--- Excerpted text ---
JCE Software, 5B2: Editorial

What Good Are Computers Anyway?

John W. Moore
University of Wisconsin-Madison, Madison, WI 53706-1396

Note:
This issue is out of print.

JCE: Software is a journal. It is the part of the Journal of Chemical Education that publishes software rather than printed papers. Some aspects of a software journal are different from a print journal, and we are learning (with your help as loyal subscribers and software submitters) what some of those differences are. But a fundamental similarity will always link JCE: Software and JCE: our principal aim is to advance the state of the art of chemical education by providing communication of ideas and instructional materials among authors and subscribers.
I think JCE: Software can do this best by publishing examples of software that stretch the limits of what computers can do effectively. We hope each issue will help answer the question, What good are computers anyway?. This one is a prime example. The programs it contains exemplify the kinds of educational improvements good software can make. Most of them are part of the CATALYST curriculum development project and have been used extensively at the University of Wisconsin-Madison and The University of Texas at Austin in addition to having been peer reviewed in normal JCE: Software fashion. Examining what they do is instructive, and I hope it will motivate readers to use computers and other technology effectively in chemistry classes. Perhaps some readers will be inspired to make their own software that embodies ideas presented here.
--- Data shown ---
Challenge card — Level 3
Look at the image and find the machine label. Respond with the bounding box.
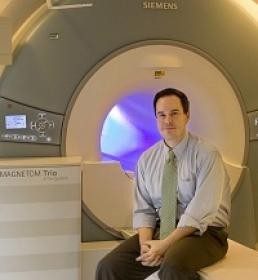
[142,1,178,10]
[0,167,78,185]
---
Work to be completed: From the editorial, return verbatim the passage that starts with the words "JCE: Software is" and ends with "authors and subscribers.".

Result:
JCE: Software is a journal. It is the part of the Journal of Chemical Education that publishes software rather than printed papers. Some aspects of a software journal are different from a print journal, and we are learning (with your help as loyal subscribers and software submitters) what some of those differences are. But a fundamental similarity will always link JCE: Software and JCE: our principal aim is to advance the state of the art of chemical education by providing communication of ideas and instructional materials among authors and subscribers.